• Supplied text:
· · · · · · ·

Two weeks ago I wrote about my annoying search for a psychiatrist to help me maintain my mental stability and, lordy be, I found one. Hopefully they won’t be an indifferent schmuck (I’ve had a lot of experience with those), but at this point I don’t care.
Finding someone to help you with your medication is crucial, especially if you’re living with Bipolar Disorder like I am. While my version of the disorder is defined more by depression, on medication, I will have moments of elevated mood (which I kind of like) and extreme irritation (which sucks). This means I need a lot less sleep and I have enough energy every morning to make breakfast, jog/walk 1.6 miles four days a week, lift weights, eat less and more healthily than I used to. I also feel so much better at work, have better productivity and even got back to updating my blog again (finally).
The bad side is the “much less sleep” which only means at some point I’m going to crash and I’m going to crash hard from exhaustion. I’ve already had moments where I’ve struggled to stay awake during work meeting that take place late in the afternoon. Also, the irritation is no joke. When I’m too amped up I’m quicker to lose patience, inattentive to detail and get burnt out a lot faster. Plus, when too stressed from being too “up” I develop an eye twitch, among other annoying ticks. And that’s where having a doctor to monitor things like dosage and side effects comes in handy.
Fortunately for those around me, I’m pretty good at “maintaining.” I really hate inconveniencing people with my internal drama. Other than I seem slightly less engaged than usual or too engaged (depending on which way the wind is blowing at the moment), I’m still pretty much “just Danielle.” Caring almost too much about inconveniencing other people and being self-aware is probably what’s helped me the most in this journey, where having friends and family support is crucial to good health. I couldn’t afford to run anyone off in a fit of rage. This is something not all Bipolar sufferers can do. Mental illness can make those you love very difficult to live with and the mood swings can potentially become alienating.

· · · · · · ·

• Source data:
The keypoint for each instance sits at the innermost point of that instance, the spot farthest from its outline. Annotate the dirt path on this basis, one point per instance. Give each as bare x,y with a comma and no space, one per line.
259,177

· · · · · · ·

• Assignment:
Continue the piece on managing bipolar disorder with medication, not the data, starting after its last sentence.

• Exercise result:
I’ve lost a few friends due to their inability to seek (and commit to) adequate treatment or learn coping skills to curb inappropriate behavior. Then there were those completely in denial about how serious their situation was, and I couldn’t do anything about that. When people you love force you out of their life because they don’t want to deal (and I am someone who encourages other Bipolar suffers to confront their disease and deal), there’s not a lot you can do. Especially when you’re overly empathetic like me, an emotional sponge, who when my friends feel awful will start to feel awful myself. In the end I have to decide is trying to help this person worth risking my own relapse into instability. For some who learn to take their disease seriously, we weather that storm. For others who don’t, the relationships crumble away, often in hurtful and destructive ways. One of my friends even went so far as to spam me with inflammatory, abusive emails and I had to block them in order to move on with my life.
I’m still hurting over a few close friends I simply could not help in the end. Bipolar can become a life threatening disease due to how when untreated, sufferers can become suicidal and I’ve lost few coworkers and peers to this disease. Each time it was hard to hear about because just six years ago, that could have been me.
Hence why I was so dogged about finding a doctor. I’ve been pretty stable (with some depressive hiccups) since 2009, and I have no desire to go back. So forward I push. Focusing on getting better. Focusing on not just maintaining my mood, but improving my life.